On Nov. 6, 54.8 percent of Colorado voters passed Amendment 64, The Regulate Marijuana Like Alcohol Act, which allows adults to possess, consume, buy and grow marijuana in small quantities for personal use. Washington state passed a similar law that day, the first two states to legalize marijuana consumption for adults in American history. The nation’s, indeed the world’s eyes, as they say, are upon Colorado.
Now I’m guessing that not everyone who voted for the passage of Amendment 64 is a pot smoker. And there were more votes for legalized weed than for Obama as president. So, among other things, Colorado and Washington voters were telling the federal government that people in those states are tired of the wasteful spending and bullshit of the now decades-long federal War on Drugs.
That misguided effort, initiated by Richard Nixon and built upon lies and deceptions that continues under the Obama administration, has imprisoned hundreds of thousands of innocent people, helped boost overseas drug cartels’ profits and created a vast government bureaucracy despite never slowing the flow of marijuana to millions of U.S. consumers in all those years. Studies indicate that marijuana is now one of the top cash crops in the U.S., if not the largest. At least $1.5 trillion of our tax money has been wasted already, and the money is still going out the door (www.drugsense.org/cms/wodclock).
The War on Drugs has been, and is, a massive, complete failure. And still it drones on. Though cannabis has been legalized for medical purposes in almost 40 percent of states, Michele Leonhart, the head of the DEA, during a congressional hearing last year, when asked if crack or heroin are more dangerous than marijuana, could only answer that “all illegal drugs are bad” (http://huff.to/LX5FT0).
Now Colorado has legalized pot, and a lot of things are going to change. The next few years, like those after alcohol prohibition, offer unlimited possibilities amid crazy uncertainty. How will the state regulate and tax it? How will it affect law enforcement and prison populations? What are the public health and cultural implications? What new entrepreneurial opportunities and businesses will become successful? Will, as a Camera columnist imagined recently, our streets be filled with looting teenagers consumed by reefer madness (http://bit.ly/105ipPr)?

● **SUPPLIED RECORDS**
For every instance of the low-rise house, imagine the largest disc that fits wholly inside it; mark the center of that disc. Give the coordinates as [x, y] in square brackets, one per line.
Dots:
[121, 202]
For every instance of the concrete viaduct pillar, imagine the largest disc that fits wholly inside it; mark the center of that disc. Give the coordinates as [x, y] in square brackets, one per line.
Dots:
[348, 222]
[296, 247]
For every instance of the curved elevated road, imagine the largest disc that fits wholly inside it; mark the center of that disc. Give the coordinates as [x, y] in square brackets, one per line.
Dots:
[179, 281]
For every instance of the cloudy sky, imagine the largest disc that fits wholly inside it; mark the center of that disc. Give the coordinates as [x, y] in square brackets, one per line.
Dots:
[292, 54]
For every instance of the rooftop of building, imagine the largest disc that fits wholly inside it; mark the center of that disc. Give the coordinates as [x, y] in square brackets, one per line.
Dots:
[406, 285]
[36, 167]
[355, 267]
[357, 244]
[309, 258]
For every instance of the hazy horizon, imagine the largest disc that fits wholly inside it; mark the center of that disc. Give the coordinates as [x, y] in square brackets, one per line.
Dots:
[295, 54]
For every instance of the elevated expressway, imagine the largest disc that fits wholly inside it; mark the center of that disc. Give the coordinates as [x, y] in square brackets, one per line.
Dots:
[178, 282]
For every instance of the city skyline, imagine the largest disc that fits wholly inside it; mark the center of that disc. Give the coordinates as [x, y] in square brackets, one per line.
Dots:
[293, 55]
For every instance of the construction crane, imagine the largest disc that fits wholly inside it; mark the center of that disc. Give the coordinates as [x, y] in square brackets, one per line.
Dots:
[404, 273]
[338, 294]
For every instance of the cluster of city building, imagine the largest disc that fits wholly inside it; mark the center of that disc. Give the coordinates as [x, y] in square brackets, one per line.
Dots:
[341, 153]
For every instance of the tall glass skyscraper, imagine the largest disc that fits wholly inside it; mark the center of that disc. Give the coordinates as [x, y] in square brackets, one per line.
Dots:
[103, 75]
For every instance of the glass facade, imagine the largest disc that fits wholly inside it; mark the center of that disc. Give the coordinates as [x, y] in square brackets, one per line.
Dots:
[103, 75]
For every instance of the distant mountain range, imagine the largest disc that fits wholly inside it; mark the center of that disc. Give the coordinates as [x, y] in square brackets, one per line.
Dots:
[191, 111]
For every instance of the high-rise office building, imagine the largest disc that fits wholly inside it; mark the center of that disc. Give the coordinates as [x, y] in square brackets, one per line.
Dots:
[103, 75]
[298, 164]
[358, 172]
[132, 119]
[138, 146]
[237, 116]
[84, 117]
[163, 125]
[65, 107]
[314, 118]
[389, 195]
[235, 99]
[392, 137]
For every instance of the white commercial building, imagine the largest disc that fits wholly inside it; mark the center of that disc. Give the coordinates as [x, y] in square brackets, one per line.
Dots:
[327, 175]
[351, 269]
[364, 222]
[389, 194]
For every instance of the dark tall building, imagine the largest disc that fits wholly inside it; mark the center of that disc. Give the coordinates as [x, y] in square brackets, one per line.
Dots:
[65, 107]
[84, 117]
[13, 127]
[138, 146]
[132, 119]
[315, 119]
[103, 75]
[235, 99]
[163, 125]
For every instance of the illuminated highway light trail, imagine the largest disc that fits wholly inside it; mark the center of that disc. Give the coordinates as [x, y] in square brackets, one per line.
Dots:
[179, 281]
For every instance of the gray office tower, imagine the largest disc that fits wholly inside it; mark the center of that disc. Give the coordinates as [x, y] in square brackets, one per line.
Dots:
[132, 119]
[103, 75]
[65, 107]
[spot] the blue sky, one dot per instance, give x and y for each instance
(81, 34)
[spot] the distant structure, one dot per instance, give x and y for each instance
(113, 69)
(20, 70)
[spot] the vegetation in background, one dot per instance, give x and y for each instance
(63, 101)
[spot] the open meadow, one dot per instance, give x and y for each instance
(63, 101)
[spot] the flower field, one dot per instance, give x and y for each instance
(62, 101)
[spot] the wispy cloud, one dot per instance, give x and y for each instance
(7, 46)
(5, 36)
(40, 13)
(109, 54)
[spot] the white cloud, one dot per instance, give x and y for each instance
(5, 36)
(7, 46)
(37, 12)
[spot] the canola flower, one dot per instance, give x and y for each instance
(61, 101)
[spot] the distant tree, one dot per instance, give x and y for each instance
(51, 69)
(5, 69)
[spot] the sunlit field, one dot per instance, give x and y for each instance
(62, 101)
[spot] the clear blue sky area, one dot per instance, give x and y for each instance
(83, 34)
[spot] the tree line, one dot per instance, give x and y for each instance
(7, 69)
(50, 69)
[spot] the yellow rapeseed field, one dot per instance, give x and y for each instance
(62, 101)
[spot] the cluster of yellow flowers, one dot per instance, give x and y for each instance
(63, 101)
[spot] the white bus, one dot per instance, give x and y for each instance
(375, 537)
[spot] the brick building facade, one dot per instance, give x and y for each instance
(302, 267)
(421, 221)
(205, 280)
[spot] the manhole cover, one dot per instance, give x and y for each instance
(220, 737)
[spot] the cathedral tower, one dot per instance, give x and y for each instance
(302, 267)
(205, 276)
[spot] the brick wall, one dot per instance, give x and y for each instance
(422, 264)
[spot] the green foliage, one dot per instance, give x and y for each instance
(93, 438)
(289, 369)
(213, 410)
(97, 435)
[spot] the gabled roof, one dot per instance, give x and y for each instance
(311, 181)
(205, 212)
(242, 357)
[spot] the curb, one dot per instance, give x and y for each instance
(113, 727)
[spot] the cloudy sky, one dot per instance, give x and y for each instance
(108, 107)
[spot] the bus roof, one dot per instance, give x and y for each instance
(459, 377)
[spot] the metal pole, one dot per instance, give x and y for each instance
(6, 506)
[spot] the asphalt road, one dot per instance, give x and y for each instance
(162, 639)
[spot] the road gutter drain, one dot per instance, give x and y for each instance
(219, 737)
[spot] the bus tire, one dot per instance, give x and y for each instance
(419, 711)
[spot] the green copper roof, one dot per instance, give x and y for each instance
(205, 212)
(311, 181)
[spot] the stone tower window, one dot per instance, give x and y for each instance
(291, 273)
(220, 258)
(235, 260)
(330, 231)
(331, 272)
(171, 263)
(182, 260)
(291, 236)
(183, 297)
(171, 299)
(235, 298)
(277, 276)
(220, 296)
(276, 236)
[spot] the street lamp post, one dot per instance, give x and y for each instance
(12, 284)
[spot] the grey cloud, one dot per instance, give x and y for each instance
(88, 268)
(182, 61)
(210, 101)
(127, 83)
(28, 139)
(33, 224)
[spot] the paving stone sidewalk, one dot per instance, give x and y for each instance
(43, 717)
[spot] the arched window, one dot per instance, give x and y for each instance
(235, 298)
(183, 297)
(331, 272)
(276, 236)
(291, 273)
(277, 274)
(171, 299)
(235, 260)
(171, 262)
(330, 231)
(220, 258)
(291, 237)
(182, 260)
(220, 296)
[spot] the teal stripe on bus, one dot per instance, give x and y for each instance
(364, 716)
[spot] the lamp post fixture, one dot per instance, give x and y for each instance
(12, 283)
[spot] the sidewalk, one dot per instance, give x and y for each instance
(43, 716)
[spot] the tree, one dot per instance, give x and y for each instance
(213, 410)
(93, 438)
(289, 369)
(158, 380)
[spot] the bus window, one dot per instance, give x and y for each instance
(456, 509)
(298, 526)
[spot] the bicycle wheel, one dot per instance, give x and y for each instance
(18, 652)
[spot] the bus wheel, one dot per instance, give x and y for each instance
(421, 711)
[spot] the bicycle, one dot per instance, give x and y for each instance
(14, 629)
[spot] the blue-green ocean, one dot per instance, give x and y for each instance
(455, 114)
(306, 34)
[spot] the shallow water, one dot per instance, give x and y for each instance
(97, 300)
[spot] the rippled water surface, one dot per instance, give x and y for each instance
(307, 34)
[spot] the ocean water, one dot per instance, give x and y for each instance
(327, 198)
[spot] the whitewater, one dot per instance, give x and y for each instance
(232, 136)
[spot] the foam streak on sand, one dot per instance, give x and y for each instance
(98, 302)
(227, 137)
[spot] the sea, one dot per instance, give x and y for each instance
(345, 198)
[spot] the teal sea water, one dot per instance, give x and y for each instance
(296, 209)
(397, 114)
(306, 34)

● **DESCRIPTION OF THE TASK**
Render this sentence from the article on Colorado's Amendment 64 into Spanish: "Now Colorado has legalized pot, and a lot of things are going to change."

● **REPLY**
Ahora Colorado ha legalizado la marihuana, y muchas cosas van a cambiar.